(To do):
Please copy, word for word, the part of the material below that opens with the line containing "Looking at the screenshot above, identify the fence" and closes with the line containing "Looking at the screenshot above, identify the pool", keeping both of those lines.

(Supplied entries):
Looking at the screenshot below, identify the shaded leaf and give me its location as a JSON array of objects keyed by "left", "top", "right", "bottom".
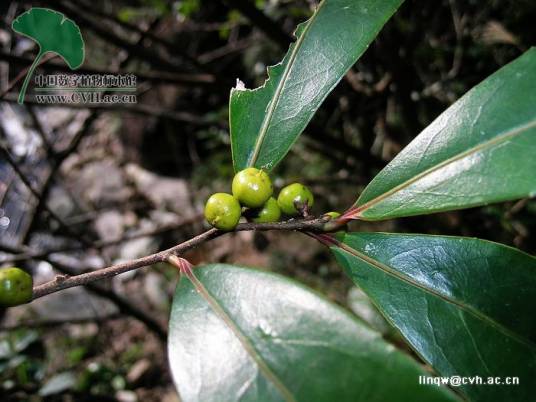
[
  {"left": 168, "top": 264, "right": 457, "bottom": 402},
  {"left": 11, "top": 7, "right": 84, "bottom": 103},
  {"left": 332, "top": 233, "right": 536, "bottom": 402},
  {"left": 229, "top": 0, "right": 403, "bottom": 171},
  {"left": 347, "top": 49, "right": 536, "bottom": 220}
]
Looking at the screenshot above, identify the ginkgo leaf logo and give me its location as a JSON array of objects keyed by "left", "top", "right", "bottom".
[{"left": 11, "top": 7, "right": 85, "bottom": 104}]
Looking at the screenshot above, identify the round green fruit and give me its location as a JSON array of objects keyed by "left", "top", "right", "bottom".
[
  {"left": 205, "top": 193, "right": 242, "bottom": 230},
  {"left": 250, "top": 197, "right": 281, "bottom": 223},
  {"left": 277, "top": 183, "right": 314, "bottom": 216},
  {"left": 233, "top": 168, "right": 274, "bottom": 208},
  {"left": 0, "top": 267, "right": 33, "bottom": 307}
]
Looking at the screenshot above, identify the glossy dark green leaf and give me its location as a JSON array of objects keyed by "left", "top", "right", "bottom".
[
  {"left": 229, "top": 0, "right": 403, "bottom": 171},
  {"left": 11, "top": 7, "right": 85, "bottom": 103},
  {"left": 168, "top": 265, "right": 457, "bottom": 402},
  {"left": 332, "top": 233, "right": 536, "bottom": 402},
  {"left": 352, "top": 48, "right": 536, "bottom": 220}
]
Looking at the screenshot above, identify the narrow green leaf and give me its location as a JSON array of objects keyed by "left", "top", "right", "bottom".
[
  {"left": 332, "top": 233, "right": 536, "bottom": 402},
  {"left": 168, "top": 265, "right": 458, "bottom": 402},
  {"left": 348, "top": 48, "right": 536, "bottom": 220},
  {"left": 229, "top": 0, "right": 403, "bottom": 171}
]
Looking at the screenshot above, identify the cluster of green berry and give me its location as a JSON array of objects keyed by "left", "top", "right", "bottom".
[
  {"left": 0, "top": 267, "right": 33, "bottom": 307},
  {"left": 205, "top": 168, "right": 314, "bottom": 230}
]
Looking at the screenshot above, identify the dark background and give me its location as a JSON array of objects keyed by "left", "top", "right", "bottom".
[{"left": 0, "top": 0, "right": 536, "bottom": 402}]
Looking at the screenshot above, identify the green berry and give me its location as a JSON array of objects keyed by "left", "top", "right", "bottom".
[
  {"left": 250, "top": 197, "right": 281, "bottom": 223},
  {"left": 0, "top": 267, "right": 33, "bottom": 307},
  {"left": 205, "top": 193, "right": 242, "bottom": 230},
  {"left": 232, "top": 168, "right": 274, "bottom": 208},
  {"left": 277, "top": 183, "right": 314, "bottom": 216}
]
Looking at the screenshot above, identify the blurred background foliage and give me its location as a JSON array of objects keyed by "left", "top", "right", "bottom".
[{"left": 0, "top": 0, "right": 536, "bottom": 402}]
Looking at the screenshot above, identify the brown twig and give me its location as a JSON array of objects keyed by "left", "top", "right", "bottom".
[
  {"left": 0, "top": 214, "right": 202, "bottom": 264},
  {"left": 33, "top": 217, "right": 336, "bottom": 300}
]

---

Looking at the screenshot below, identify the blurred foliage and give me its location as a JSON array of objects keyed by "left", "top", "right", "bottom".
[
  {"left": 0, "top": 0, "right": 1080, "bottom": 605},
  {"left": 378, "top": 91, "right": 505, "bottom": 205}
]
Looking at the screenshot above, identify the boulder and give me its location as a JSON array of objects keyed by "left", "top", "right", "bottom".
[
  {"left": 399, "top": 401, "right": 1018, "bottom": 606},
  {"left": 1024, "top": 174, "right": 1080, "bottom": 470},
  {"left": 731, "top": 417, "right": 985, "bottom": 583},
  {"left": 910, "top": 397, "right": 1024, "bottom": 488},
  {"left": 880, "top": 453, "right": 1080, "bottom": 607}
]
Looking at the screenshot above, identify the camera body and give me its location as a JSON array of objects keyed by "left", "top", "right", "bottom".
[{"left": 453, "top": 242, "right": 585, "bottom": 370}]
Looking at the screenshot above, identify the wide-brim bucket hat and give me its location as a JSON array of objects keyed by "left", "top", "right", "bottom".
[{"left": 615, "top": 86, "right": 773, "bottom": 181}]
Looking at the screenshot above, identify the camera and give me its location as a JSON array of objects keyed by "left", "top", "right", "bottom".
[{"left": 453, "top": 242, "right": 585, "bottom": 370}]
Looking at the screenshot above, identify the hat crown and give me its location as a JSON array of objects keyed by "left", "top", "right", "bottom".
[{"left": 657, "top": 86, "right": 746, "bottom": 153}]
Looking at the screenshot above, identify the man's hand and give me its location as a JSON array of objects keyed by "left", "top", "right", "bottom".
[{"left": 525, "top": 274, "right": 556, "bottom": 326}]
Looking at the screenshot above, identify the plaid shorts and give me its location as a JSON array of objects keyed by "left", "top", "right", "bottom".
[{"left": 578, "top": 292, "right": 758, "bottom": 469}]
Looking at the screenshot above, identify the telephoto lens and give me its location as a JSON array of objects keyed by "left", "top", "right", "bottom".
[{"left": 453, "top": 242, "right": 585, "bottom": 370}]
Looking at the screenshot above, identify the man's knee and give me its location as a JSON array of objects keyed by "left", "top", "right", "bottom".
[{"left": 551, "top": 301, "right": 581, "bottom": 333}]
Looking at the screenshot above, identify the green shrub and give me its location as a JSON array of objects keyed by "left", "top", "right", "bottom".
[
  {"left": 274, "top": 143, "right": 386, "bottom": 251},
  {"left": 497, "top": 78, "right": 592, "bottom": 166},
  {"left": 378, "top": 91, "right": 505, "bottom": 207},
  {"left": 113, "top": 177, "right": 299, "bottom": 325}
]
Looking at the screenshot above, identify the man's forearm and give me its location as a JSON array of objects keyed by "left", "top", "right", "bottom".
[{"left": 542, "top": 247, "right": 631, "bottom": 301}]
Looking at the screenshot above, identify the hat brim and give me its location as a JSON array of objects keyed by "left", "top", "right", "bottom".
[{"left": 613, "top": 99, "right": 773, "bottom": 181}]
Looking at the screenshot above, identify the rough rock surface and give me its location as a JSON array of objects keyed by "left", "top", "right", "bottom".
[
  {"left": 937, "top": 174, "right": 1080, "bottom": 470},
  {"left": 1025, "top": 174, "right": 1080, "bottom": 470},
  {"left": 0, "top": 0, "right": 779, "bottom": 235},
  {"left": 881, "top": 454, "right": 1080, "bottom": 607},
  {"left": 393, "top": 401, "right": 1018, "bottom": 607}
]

---

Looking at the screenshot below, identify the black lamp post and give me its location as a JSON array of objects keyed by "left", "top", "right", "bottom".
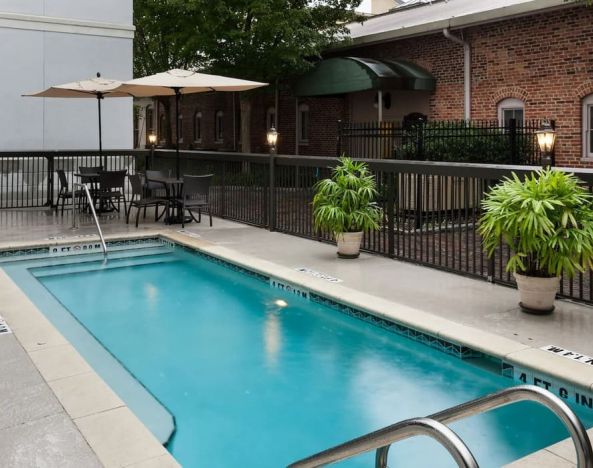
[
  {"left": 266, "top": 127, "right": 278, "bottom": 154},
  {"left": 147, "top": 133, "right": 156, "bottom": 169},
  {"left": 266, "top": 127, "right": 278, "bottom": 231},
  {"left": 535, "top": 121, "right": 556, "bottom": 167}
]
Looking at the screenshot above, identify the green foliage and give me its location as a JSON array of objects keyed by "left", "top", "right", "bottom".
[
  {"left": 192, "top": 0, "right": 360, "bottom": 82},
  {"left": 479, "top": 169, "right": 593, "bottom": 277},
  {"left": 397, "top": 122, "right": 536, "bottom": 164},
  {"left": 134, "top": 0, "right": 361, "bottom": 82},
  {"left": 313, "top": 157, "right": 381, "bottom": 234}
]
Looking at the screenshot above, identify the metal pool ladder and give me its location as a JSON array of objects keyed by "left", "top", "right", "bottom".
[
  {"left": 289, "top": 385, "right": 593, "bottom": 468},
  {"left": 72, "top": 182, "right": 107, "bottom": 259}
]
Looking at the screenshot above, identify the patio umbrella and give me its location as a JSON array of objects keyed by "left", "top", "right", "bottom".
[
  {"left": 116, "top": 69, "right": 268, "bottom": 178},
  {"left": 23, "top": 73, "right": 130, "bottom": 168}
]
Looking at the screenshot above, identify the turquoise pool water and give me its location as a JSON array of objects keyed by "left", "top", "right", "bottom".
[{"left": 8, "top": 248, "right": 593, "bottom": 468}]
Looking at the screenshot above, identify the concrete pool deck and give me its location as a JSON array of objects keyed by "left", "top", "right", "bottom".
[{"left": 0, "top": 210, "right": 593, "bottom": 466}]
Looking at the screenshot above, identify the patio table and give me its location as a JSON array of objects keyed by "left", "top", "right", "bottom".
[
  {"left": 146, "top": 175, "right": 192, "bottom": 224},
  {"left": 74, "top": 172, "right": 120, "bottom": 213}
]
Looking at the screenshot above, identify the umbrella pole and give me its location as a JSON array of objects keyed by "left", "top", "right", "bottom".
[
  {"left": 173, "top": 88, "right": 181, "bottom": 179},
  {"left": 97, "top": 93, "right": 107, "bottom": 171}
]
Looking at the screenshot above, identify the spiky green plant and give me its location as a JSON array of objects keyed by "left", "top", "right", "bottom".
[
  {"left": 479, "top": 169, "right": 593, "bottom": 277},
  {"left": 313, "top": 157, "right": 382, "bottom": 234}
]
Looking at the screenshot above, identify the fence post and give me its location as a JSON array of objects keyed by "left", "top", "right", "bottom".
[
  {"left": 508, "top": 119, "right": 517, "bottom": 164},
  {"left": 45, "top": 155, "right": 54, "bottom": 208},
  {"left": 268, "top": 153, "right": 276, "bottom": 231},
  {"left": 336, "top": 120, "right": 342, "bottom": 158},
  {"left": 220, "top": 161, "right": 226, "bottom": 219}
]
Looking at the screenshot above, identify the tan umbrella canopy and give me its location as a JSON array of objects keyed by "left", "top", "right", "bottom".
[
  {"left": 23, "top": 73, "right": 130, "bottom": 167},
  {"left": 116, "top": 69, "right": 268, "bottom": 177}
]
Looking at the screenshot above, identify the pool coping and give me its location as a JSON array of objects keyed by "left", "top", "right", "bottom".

(Result of this exercise):
Looking at the screenshot above, identify the fence post and give me its location as a JSON array of objects keyed by "left", "top", "right", "bottom".
[
  {"left": 508, "top": 119, "right": 517, "bottom": 164},
  {"left": 45, "top": 155, "right": 54, "bottom": 208},
  {"left": 268, "top": 153, "right": 276, "bottom": 231},
  {"left": 336, "top": 120, "right": 342, "bottom": 158},
  {"left": 220, "top": 161, "right": 226, "bottom": 219}
]
Looking at the screenshot above, identify the tan umbrella canopy and give me its location as a JSON array of objects keyed by "left", "top", "right", "bottom".
[
  {"left": 23, "top": 73, "right": 130, "bottom": 167},
  {"left": 116, "top": 69, "right": 268, "bottom": 177}
]
Looking at the screenshot above, identify the pool coping and give me its location as a JSON array of objects keyed by "left", "top", "right", "bottom".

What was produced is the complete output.